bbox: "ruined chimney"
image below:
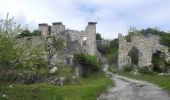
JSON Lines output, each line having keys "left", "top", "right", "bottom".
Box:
{"left": 51, "top": 22, "right": 65, "bottom": 35}
{"left": 85, "top": 22, "right": 97, "bottom": 56}
{"left": 38, "top": 23, "right": 50, "bottom": 36}
{"left": 85, "top": 22, "right": 97, "bottom": 34}
{"left": 118, "top": 33, "right": 122, "bottom": 38}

YOUR ASSIGNMENT
Having found the line with "JSON Lines output, each" in the listing above, transcribe it and every line after it to the end, exactly, with no additions.

SOLVED PROBLEM
JSON Lines output, each line having keys "left", "top", "right", "bottom".
Box:
{"left": 51, "top": 22, "right": 65, "bottom": 35}
{"left": 85, "top": 22, "right": 97, "bottom": 56}
{"left": 38, "top": 23, "right": 50, "bottom": 36}
{"left": 85, "top": 22, "right": 97, "bottom": 34}
{"left": 118, "top": 33, "right": 122, "bottom": 38}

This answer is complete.